Extrait fourni:
Au vu de tout ce qui précède, plusieurs réflexions s’imposent aujourd’hui.

1. Aux Libanais de la mère-patrie.
Oui, le Hezbollah n’est pas né de la dernière pluie, et ses actions ne se limitent certainement pas à l’attentat de Bulgarie et les projections d’attentat à Chypre de l’année dernière. On peut reprocher à l’Union européenne de ne pas en tenir compte, mais il faut tout de même ne pas oublier que ce n’est absolument pas le problème des Européens. Par ses deux actions, commis à Chypre et en Bulgarie en juillet 2012, qui relèvent du « terrorisme », le Hezbollah s’est autorisé, wa ka2enno 3adé, de commettre des délits graves sur le sol du continent européen. Par conséquent, l’Union européenne se devrait de le sanctionner sévèrement et surtout souverainement. Et c’est ce qu’elle a fait avant-hier. Il faut donc ne pas tirer des plans sur la comète, ni chercher midi à quatorze heures !

2. Aux défenseurs du Hezbollah.

Extrait d'un jeu de données:
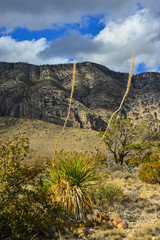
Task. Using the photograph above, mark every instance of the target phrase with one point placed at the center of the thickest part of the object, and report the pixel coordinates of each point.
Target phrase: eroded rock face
(42, 92)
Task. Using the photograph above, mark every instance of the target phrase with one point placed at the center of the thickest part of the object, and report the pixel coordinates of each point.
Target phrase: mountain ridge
(42, 92)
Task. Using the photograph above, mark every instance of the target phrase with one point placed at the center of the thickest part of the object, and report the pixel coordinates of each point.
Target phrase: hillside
(42, 92)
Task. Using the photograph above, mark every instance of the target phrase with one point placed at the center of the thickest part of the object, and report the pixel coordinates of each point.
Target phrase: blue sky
(101, 31)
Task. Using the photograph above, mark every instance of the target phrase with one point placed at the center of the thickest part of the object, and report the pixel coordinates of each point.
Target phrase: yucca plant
(68, 183)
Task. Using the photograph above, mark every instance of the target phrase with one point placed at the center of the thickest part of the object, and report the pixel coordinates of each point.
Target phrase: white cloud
(113, 46)
(25, 51)
(40, 14)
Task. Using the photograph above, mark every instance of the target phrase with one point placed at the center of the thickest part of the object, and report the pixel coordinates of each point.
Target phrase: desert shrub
(120, 174)
(150, 172)
(107, 194)
(146, 232)
(101, 157)
(68, 180)
(25, 207)
(134, 161)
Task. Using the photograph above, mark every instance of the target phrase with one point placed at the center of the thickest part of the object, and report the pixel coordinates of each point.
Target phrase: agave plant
(68, 182)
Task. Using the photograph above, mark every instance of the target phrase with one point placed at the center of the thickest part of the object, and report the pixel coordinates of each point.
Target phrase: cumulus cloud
(39, 14)
(113, 46)
(129, 25)
(25, 51)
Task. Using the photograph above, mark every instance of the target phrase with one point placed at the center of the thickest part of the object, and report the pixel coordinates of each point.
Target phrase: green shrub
(25, 207)
(107, 194)
(150, 172)
(68, 180)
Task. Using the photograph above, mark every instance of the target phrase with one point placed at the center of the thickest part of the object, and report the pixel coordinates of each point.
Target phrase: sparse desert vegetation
(111, 194)
(28, 210)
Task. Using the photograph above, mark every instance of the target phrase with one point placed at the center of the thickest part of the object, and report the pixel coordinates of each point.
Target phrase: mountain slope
(42, 92)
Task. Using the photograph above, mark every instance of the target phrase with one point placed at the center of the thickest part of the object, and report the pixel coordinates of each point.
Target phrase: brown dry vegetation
(139, 203)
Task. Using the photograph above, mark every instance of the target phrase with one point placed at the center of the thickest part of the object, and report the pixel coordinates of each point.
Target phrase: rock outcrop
(42, 92)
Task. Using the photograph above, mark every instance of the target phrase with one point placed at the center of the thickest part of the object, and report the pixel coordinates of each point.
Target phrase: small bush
(150, 172)
(25, 207)
(68, 180)
(107, 194)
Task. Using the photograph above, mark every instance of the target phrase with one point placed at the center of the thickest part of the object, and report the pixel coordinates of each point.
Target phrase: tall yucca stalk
(67, 178)
(114, 113)
(69, 109)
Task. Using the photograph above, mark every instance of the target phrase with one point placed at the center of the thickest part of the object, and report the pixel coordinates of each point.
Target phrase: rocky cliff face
(42, 92)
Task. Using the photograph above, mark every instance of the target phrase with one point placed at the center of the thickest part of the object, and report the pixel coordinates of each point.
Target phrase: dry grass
(43, 136)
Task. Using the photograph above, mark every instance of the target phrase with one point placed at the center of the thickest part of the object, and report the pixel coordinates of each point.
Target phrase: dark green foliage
(150, 169)
(107, 194)
(124, 138)
(68, 181)
(25, 207)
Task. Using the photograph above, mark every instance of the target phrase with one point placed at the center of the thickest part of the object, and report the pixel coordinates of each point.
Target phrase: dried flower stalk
(110, 120)
(69, 109)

Actions à mener:
[1] Répondez aux questions suivantes d'après l'extrait fourni :
(a) À qui s'adresse la partie numérotée 1 ?
(b) Dans quels pays et à quelle date le Hezbollah a-t-il commis les deux actions évoquées ?
(c) À qui s'adresse la partie numérotée 2 ?
[2] Filtrez les entrées en recopiant chaque ligne qui contient le mot "vegetation". La casse compte.

Réponses complètes:
[1]
(a) Aux Libanais de la mère-patrie.
(b) À Chypre et en Bulgarie, en juillet 2012.
(c) Aux défenseurs du Hezbollah.

[2]
Target phrase: sparse desert vegetation
Target phrase: brown dry vegetation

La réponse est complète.